Dataset rows:
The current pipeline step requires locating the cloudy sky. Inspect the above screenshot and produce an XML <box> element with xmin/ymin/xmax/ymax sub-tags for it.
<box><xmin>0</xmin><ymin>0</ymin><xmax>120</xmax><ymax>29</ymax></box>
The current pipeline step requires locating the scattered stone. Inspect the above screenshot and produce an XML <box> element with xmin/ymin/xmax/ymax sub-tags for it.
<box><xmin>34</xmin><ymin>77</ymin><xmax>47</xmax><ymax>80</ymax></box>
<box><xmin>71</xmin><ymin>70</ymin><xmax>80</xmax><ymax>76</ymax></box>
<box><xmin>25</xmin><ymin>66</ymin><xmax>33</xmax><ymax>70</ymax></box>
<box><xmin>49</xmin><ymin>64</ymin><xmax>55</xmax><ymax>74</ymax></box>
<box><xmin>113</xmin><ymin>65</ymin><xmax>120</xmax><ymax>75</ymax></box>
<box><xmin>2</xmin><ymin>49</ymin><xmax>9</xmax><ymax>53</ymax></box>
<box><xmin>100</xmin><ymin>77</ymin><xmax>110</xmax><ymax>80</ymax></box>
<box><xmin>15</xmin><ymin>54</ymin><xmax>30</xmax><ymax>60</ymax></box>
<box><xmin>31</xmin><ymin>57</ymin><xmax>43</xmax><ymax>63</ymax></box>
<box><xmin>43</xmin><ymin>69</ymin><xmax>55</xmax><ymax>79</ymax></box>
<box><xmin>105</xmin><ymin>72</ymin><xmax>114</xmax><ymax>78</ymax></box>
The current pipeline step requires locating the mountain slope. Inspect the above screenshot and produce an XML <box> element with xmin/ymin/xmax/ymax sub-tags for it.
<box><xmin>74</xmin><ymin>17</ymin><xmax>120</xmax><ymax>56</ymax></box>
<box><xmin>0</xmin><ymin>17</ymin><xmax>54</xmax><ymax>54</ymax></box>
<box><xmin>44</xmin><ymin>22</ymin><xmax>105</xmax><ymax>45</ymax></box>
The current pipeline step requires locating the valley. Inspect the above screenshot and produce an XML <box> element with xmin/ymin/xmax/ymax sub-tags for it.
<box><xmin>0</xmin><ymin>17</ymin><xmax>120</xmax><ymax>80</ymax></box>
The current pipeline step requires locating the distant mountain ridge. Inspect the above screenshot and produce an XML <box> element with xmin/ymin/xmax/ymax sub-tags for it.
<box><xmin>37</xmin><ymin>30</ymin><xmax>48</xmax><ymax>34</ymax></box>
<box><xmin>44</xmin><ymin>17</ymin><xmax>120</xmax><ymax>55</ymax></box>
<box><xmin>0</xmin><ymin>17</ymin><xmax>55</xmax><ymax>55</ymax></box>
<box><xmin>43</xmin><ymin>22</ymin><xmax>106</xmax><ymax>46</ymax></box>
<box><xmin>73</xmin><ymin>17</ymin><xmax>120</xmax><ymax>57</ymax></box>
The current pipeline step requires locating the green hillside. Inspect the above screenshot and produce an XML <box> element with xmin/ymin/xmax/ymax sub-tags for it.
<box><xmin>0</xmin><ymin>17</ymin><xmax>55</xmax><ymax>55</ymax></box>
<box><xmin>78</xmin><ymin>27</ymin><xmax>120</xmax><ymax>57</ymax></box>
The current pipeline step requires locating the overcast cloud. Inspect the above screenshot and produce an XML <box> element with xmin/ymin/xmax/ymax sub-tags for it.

→ Exercise prompt: Please return each line in the entries above that contains the word "hillside". Case counts.

→ Problem solution:
The current pipeline step requires locating the green hillside. Inspect the above screenshot and produce an XML <box> element with xmin/ymin/xmax/ymax sub-tags for it.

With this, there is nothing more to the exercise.